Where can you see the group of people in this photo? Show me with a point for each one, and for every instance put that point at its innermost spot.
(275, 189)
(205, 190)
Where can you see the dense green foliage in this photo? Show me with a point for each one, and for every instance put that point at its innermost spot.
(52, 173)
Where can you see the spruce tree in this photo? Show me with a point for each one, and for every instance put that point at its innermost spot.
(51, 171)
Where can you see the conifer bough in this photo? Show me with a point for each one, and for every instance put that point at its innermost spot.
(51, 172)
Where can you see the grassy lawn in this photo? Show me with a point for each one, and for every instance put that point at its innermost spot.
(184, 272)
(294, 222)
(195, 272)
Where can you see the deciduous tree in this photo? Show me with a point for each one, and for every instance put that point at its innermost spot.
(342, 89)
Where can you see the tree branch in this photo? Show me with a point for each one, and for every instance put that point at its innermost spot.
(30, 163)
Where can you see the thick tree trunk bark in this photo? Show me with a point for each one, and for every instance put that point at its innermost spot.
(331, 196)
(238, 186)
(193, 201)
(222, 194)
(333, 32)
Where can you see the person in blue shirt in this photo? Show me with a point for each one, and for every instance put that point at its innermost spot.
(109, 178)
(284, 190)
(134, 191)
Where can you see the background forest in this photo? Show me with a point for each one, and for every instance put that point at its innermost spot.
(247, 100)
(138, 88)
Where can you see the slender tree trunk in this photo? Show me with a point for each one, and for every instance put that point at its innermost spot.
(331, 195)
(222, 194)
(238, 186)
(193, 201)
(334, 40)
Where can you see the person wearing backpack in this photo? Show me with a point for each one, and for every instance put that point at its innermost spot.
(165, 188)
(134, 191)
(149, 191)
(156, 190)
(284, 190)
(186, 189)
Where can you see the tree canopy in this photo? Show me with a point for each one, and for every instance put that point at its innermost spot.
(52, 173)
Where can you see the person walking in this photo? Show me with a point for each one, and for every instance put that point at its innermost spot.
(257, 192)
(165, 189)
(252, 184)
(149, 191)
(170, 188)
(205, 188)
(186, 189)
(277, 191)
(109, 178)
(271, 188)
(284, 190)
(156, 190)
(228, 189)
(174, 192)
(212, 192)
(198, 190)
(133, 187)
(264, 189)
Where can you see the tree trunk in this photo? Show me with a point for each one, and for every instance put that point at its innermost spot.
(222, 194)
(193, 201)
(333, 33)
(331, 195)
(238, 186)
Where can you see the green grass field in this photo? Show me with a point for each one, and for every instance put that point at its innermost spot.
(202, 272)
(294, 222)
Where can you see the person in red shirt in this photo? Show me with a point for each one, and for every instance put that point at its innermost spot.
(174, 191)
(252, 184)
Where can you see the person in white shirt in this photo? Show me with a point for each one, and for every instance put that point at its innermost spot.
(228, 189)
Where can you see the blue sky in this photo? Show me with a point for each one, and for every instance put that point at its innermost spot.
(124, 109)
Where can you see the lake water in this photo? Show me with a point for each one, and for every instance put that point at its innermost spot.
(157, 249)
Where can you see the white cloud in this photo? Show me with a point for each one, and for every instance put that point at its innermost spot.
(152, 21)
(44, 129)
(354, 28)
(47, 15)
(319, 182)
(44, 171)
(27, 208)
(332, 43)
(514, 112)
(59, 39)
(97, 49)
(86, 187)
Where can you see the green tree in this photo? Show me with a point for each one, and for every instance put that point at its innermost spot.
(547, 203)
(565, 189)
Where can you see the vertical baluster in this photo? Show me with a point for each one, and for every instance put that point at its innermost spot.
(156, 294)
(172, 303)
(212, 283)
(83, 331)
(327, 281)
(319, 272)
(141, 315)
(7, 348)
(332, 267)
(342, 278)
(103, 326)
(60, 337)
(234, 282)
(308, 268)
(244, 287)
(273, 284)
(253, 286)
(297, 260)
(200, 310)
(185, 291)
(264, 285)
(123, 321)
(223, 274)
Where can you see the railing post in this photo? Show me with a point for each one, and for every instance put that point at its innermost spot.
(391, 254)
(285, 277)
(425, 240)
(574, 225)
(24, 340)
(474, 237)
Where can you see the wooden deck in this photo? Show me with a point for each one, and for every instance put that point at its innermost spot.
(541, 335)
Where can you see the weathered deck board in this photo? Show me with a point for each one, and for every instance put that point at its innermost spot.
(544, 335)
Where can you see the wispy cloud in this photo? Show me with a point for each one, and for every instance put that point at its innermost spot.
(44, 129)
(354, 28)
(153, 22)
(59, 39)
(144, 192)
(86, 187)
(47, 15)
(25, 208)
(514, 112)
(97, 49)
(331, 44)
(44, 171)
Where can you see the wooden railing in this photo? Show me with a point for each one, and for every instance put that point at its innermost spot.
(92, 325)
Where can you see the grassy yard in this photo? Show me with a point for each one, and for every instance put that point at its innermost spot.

*****

**Task details:** Reproduce the lines from the one containing "Where can you see the lake" through the last line, keeping the requests, and offset every coordinate in the answers by adding 7.

**Problem solution:**
Where can you see the lake water in this photo? Show me with a point for each one, and for every instance put that point at its innermost spot.
(164, 256)
Where can you see the white cloud in this photo? Show me with a point for each one, and for every instance put that point at its innermost spot.
(159, 28)
(51, 136)
(361, 35)
(54, 22)
(326, 189)
(51, 178)
(34, 215)
(339, 50)
(521, 119)
(66, 46)
(104, 56)
(93, 194)
Where can you see the green tree in this photo? Show me with a point for each one, and for every instance put that point at its innermost spot.
(554, 210)
(572, 196)
Where can you see the vertical baluster in this photo? Show me with a point for each one, and for every instance put that point at its innermost spot.
(163, 301)
(179, 310)
(219, 290)
(90, 338)
(334, 288)
(326, 279)
(148, 322)
(14, 355)
(339, 274)
(349, 285)
(110, 333)
(67, 344)
(241, 289)
(315, 275)
(251, 294)
(280, 291)
(260, 293)
(304, 267)
(207, 317)
(192, 298)
(271, 292)
(130, 328)
(230, 281)
Where can you see the railing post in this photo? Show me with a point for each one, and for every instance put that point at its innermost spot.
(398, 261)
(292, 284)
(432, 247)
(581, 232)
(31, 347)
(481, 244)
Where can you see the wooden deck in this photo? Show me with a point for each one, and for every instance put that point at its innermost spot.
(548, 342)
Where can you see the weathered deck board in this photo? Show me with a point for each one, and for every instance put that point at its innermost spot.
(551, 342)
Where can you see the wispy cloud in this photo? Show me with a point for each one, and for every instance put that point at its innermost spot.
(51, 136)
(361, 35)
(160, 29)
(66, 46)
(151, 199)
(93, 194)
(54, 22)
(32, 215)
(521, 119)
(104, 56)
(338, 51)
(51, 178)
Where can you see the wooden railing in this photo? Show me with a point for each one, and for every instance put that point at its innermost spot.
(99, 332)
Where can you see the grassy yard in this photo? Show me with a point for each one, and for every instance put that point at its innermost spot.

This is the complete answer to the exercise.